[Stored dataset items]
....
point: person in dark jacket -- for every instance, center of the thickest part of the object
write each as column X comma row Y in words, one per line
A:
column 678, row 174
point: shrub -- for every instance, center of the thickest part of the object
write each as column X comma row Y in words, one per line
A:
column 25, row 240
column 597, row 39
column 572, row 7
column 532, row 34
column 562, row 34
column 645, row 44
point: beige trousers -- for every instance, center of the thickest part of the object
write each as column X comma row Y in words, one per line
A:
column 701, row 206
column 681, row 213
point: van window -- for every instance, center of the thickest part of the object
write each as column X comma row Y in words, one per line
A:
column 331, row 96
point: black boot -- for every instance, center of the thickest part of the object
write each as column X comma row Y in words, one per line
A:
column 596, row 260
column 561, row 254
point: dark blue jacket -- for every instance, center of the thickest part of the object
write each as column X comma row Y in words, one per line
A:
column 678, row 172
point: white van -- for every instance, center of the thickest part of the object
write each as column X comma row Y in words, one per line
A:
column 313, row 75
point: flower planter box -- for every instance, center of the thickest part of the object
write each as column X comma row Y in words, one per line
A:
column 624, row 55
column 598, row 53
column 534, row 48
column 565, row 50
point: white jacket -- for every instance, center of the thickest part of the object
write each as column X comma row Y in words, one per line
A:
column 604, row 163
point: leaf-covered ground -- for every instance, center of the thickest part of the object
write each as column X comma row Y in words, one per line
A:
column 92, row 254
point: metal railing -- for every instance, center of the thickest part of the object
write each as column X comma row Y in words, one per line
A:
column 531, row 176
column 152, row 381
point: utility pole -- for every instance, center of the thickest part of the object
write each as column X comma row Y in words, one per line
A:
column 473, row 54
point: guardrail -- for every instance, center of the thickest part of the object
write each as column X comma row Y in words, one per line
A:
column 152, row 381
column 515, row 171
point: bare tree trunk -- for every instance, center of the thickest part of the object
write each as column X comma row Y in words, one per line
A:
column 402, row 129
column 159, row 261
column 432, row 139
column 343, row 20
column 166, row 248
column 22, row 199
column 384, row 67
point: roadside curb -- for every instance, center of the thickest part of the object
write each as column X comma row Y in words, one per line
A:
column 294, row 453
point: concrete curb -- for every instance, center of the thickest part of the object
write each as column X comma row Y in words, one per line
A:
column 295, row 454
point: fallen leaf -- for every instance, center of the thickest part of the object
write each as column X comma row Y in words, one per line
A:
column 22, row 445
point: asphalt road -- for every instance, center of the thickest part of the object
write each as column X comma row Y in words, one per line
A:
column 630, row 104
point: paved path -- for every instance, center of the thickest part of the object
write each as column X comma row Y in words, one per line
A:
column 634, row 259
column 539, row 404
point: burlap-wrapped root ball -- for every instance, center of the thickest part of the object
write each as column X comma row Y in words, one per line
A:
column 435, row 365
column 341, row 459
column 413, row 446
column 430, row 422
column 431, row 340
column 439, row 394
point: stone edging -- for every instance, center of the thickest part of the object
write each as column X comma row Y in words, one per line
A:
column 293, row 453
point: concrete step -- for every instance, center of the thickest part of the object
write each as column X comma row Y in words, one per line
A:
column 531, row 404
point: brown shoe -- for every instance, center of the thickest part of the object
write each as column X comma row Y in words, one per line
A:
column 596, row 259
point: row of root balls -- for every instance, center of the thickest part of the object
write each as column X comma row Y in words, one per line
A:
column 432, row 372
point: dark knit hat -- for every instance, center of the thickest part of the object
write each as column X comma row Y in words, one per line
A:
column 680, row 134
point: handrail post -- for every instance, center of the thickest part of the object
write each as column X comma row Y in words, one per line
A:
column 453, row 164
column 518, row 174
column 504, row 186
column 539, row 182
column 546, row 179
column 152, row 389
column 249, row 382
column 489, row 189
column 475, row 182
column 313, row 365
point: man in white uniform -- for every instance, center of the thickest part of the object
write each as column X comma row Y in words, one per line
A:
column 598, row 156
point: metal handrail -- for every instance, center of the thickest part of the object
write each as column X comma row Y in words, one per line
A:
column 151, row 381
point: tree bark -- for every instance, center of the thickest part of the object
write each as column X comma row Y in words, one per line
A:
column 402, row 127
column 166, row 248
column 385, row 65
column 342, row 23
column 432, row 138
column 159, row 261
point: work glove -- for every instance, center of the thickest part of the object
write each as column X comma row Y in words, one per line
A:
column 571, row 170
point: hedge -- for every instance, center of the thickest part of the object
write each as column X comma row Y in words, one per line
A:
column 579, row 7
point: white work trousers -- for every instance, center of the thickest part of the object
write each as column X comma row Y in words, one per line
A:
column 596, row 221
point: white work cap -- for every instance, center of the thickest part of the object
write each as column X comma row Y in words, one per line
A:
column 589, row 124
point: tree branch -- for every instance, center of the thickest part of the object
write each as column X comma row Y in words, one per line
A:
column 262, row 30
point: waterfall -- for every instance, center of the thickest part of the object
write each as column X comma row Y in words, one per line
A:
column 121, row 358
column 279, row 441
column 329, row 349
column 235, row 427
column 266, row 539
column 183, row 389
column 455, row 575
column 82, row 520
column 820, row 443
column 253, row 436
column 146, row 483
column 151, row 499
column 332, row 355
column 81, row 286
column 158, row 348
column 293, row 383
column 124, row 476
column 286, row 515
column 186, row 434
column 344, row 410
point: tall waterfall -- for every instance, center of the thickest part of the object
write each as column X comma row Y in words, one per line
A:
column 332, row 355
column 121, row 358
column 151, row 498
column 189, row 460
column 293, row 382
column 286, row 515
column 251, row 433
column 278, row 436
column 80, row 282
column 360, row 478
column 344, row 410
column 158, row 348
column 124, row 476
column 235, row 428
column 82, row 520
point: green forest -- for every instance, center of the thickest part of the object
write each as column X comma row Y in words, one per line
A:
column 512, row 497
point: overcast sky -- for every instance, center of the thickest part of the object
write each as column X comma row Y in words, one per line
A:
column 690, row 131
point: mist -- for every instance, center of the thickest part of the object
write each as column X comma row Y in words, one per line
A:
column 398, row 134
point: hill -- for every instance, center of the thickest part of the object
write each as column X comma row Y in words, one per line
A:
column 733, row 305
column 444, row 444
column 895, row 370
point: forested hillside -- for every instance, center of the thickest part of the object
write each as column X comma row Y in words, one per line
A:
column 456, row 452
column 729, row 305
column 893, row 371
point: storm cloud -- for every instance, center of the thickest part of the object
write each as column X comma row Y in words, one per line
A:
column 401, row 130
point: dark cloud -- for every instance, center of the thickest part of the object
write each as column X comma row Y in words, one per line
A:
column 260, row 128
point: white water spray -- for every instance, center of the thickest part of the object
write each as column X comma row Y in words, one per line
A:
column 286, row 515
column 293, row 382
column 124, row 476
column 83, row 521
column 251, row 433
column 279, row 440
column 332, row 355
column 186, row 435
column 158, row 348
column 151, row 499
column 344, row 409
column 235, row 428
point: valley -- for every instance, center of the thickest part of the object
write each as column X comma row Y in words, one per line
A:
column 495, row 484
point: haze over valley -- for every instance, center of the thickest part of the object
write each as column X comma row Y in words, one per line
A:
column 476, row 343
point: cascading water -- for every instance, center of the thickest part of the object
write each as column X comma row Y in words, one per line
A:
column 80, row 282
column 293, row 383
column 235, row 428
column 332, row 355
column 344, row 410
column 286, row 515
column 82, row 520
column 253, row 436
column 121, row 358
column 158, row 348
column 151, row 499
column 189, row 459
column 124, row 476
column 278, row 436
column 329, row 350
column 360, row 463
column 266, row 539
....
**Given instruction:**
Return every line of the material above, copied without a single change.

**Written answer:**
point: person in dark jacket -- for every instance, center of the thickest part of the object
write each as column X comma row Y in words, one per line
A:
column 678, row 174
point: shrub -- for every instance, center of the thickest part of the object
write each as column X comma row Y in words, one per line
A:
column 25, row 240
column 597, row 39
column 572, row 7
column 532, row 34
column 562, row 34
column 645, row 44
point: beige trousers -- for every instance, center of the thickest part of the object
write each as column X comma row Y in words, one per line
A:
column 701, row 206
column 681, row 213
point: van window -- for every instance, center of the thickest part of the object
write each as column X comma row Y in words, one per line
A:
column 331, row 96
point: black boot -- for every instance, center of the thickest part of the object
write each as column X comma row Y in words, one per line
A:
column 596, row 260
column 561, row 254
point: dark blue jacket -- for every instance, center of the thickest part of the object
write each as column X comma row Y in words, one per line
A:
column 678, row 172
point: white van -- for every instance, center of the thickest part of the object
write each as column X comma row Y in words, one per line
A:
column 313, row 75
point: flower planter box -- for every instance, center of the thickest part of the object
write each as column X comma row Y in words, one per line
A:
column 624, row 55
column 598, row 53
column 534, row 48
column 565, row 50
point: white jacket -- for every instance, center of the thickest part of the object
write each as column X comma row Y in words, one per line
A:
column 604, row 163
point: leaf-covered ground -- for every instance, center of the thickest part of the object
write each as column X comma row Y in words, one per line
A:
column 92, row 254
point: metal railing -- for every instance, center of the thickest part of the object
write each as column X comma row Y in words, one per line
A:
column 531, row 176
column 152, row 381
point: utility pole -- for every instance, center of the thickest part of the object
write each as column X comma row Y in words, one per line
A:
column 473, row 54
point: guardrail -- for every instance, center of the thickest part of the object
write each as column X comma row Y in words, one per line
A:
column 152, row 381
column 515, row 171
point: bare tree trunk -- for every instance, center of the thickest part of the object
write each as column X comma row Y in words, one per line
A:
column 402, row 129
column 159, row 261
column 432, row 139
column 343, row 20
column 166, row 248
column 22, row 199
column 384, row 67
point: roadside curb -- for every instance, center of the thickest part of the object
write each as column X comma row Y in words, one per line
A:
column 294, row 453
point: concrete curb -- for every instance, center of the thickest part of the object
write each as column X comma row Y in words, one per line
A:
column 295, row 454
point: fallen leaf -- for every instance, center of the thickest part of the object
write each as column X comma row Y in words, one per line
A:
column 22, row 445
point: asphalt road -- for every instance, center of the thickest part of the object
write each as column X comma row Y in words, one per line
A:
column 630, row 104
point: paved path -- for every instance, center of the thickest part of the object
write each as column X comma row Y in words, one per line
A:
column 634, row 259
column 539, row 404
point: burlap-wrapped root ball -- for every instance, center of the thickest part of the object
write each as column X comma row Y in words, one per line
A:
column 435, row 365
column 341, row 459
column 413, row 446
column 430, row 422
column 431, row 340
column 439, row 394
point: stone edging -- for every instance, center of the thickest part of the object
write each as column X comma row Y in words, one per line
A:
column 293, row 453
point: concrete step -- for every instance, center of the thickest part of the object
write each as column X comma row Y in words, one per line
A:
column 531, row 404
point: brown shoe -- for every instance, center of the thickest part of the object
write each as column X comma row Y in words, one per line
A:
column 596, row 259
point: row of root balls -- for every instance, center of the thickest part of the object
write each as column X comma row Y in words, one per line
A:
column 432, row 372
point: dark knit hat -- for every instance, center of the thickest part of the object
write each as column X comma row Y in words, one per line
A:
column 680, row 134
point: handrail post -- for every instance, center of the thickest part of the object
write each as column X comma row Y in words, one per line
A:
column 453, row 164
column 518, row 174
column 504, row 186
column 539, row 182
column 546, row 179
column 152, row 389
column 249, row 382
column 489, row 189
column 475, row 182
column 313, row 365
point: man in white uniform -- for every instance, center of the thickest part of the object
write each as column X comma row Y in words, one per line
A:
column 598, row 156
point: metal handrail -- for every instance, center of the thickest part of the object
write each as column X comma row Y in words, one per line
A:
column 151, row 381
point: tree bark -- for every instance, center of the thickest part of the object
write each as column X comma row Y in words, one per line
A:
column 402, row 127
column 166, row 248
column 385, row 65
column 342, row 23
column 432, row 138
column 159, row 261
point: work glove -- for every instance, center of the thickest part of the object
write each as column X comma row Y in words, one per line
A:
column 571, row 170
point: hedge -- for every instance, center of the thickest part of the object
write each as column X comma row Y in words, one per line
A:
column 579, row 7
point: white work trousers -- for every instance, center of the thickest part of the object
write each as column X comma row Y in words, one per line
A:
column 596, row 221
point: white work cap -- for every instance, center of the thickest part of the object
write each as column X comma row Y in words, one per line
A:
column 589, row 124
point: tree branch -- for every instance, center of the thickest part of the object
write each as column X comma row Y in words, one per line
A:
column 262, row 30
point: waterfall -- for every instance, center of the thickest part of the object
write each as column X comma row Y in words, one per line
A:
column 121, row 358
column 279, row 441
column 329, row 349
column 235, row 427
column 266, row 539
column 183, row 389
column 455, row 575
column 82, row 520
column 820, row 443
column 253, row 436
column 146, row 483
column 151, row 499
column 332, row 355
column 81, row 286
column 158, row 348
column 293, row 383
column 124, row 476
column 286, row 515
column 186, row 434
column 344, row 410
point: tall waterfall -- for every instance, center of the thickest part of the object
write each as column X comma row Y in words, one per line
A:
column 332, row 355
column 121, row 358
column 151, row 498
column 189, row 460
column 293, row 382
column 286, row 515
column 251, row 433
column 278, row 436
column 80, row 282
column 360, row 478
column 344, row 410
column 158, row 348
column 124, row 476
column 235, row 428
column 82, row 520
point: green forest -- for every instance, center of the thickest part of the object
write each as column X comma row Y in words, one per line
A:
column 512, row 497
point: overcast sky -- for every instance, center of the thickest part of the object
write each as column X comma row Y in words, one per line
A:
column 690, row 131
point: mist -- for every instance, center of the thickest part of the object
write each as column X comma row Y in words, one per line
A:
column 398, row 134
point: hill -- for every instance, center of the thickest part of the object
write each as column X comma row Y in words, one per line
A:
column 733, row 305
column 444, row 444
column 895, row 370
point: forested hillside -- for every instance, center of the thickest part of the object
write each as column X comma row Y in words, one per line
A:
column 456, row 452
column 729, row 305
column 893, row 371
point: storm cloud -- for every instance, center of the thickest part of the object
write each as column X comma row Y in words, one per line
A:
column 401, row 130
point: dark cloud -- for every instance, center of the thickest part of the object
write each as column X comma row Y in words, one per line
A:
column 260, row 128
point: white water spray -- for every instance, center of the thickest part of the object
write each as column X comma row Y in words, one per line
A:
column 286, row 515
column 293, row 382
column 124, row 476
column 83, row 521
column 251, row 433
column 279, row 440
column 332, row 355
column 186, row 435
column 158, row 348
column 151, row 499
column 344, row 409
column 235, row 428
point: valley -- for every instance, center of the thickest part of the object
write each as column X comma row Y in words, one per line
A:
column 495, row 484
point: haze over valley -- for every instance, center of the thickest part of the object
write each as column X comma row Y in words, one per line
A:
column 476, row 343
point: cascading water -- for every instance, center of the thickest part of the object
write each as column X comma row Y in words, one per line
A:
column 80, row 282
column 293, row 383
column 235, row 428
column 332, row 355
column 344, row 410
column 286, row 515
column 82, row 520
column 253, row 436
column 121, row 358
column 158, row 348
column 151, row 499
column 189, row 459
column 124, row 476
column 278, row 436
column 329, row 350
column 360, row 463
column 266, row 539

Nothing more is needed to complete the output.